[Stored dataset items]
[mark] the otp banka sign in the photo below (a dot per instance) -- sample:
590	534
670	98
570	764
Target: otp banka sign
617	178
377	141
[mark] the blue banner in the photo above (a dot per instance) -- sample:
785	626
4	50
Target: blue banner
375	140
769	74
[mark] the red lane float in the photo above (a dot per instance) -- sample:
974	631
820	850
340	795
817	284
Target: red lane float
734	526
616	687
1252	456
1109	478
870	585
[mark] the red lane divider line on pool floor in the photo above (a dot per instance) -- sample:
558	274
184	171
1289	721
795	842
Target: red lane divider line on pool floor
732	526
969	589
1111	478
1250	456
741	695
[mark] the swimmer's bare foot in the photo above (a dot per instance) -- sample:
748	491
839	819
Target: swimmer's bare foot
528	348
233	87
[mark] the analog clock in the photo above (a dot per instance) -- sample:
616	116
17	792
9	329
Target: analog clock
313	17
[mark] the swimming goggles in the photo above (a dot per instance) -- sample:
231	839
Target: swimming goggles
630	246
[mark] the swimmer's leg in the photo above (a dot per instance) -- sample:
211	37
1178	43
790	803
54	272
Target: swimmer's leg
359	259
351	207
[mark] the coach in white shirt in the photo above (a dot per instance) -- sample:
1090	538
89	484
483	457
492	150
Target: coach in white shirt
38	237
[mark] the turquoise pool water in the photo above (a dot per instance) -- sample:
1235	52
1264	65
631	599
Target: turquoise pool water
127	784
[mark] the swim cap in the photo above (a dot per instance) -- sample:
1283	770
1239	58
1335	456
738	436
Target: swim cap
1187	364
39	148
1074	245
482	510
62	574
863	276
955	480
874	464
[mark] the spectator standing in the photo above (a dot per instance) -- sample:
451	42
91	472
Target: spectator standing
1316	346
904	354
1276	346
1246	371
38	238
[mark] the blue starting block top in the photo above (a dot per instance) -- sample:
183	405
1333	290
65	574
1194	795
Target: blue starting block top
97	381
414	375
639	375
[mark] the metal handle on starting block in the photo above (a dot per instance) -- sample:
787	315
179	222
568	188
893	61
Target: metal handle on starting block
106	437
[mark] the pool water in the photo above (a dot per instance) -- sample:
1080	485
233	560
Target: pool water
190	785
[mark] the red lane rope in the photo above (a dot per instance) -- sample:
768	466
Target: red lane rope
...
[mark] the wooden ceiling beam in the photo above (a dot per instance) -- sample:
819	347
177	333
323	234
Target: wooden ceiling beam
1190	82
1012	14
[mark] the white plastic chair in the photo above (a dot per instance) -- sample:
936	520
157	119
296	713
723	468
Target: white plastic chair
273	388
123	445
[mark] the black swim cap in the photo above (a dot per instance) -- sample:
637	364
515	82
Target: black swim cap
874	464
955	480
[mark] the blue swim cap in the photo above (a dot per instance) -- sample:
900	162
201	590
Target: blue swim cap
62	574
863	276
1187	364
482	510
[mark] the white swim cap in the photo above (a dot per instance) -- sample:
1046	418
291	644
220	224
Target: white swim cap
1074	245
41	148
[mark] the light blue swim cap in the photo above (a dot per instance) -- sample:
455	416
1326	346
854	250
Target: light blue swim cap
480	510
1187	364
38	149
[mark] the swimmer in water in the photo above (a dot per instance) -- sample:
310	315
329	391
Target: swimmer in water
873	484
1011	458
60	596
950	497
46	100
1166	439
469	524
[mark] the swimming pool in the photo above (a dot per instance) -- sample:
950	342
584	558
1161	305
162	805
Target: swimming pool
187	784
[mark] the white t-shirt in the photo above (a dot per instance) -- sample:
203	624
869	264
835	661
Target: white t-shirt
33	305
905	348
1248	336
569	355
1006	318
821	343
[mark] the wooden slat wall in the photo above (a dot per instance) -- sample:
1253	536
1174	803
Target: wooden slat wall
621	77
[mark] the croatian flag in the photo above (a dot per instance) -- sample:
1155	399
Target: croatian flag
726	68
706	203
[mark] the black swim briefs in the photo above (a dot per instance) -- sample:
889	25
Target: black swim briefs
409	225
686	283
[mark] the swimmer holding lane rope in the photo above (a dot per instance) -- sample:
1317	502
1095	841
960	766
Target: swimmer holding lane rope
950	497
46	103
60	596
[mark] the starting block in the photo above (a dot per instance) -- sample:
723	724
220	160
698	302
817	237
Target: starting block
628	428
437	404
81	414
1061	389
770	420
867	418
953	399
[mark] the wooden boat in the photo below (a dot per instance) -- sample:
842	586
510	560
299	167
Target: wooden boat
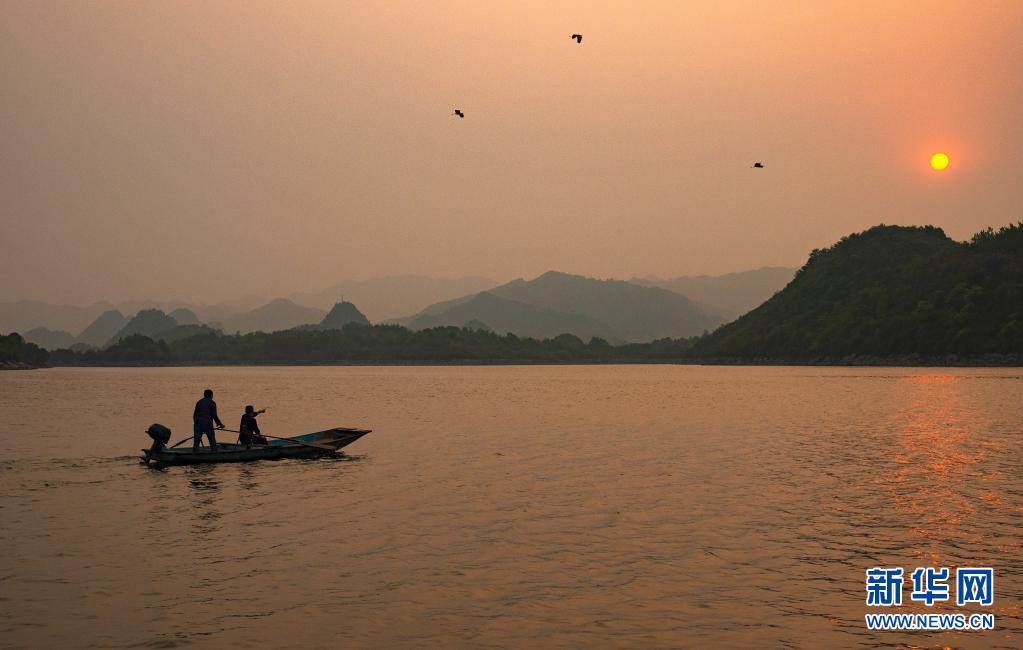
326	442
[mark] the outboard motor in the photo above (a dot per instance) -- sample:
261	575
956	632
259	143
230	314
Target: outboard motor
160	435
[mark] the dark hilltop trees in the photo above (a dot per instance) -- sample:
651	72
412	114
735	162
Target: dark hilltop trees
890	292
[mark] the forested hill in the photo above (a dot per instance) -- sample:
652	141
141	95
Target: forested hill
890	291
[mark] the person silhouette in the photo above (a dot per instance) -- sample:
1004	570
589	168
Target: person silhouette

Required work => Which lines of the records above contain the word "below"? Report each one.

Output of the exercise =>
[mark] the otp banka sign in the photo below (a dot per instance) -- sample:
[mark] the wooden boat in the photo below (a dot per instance) -- sample:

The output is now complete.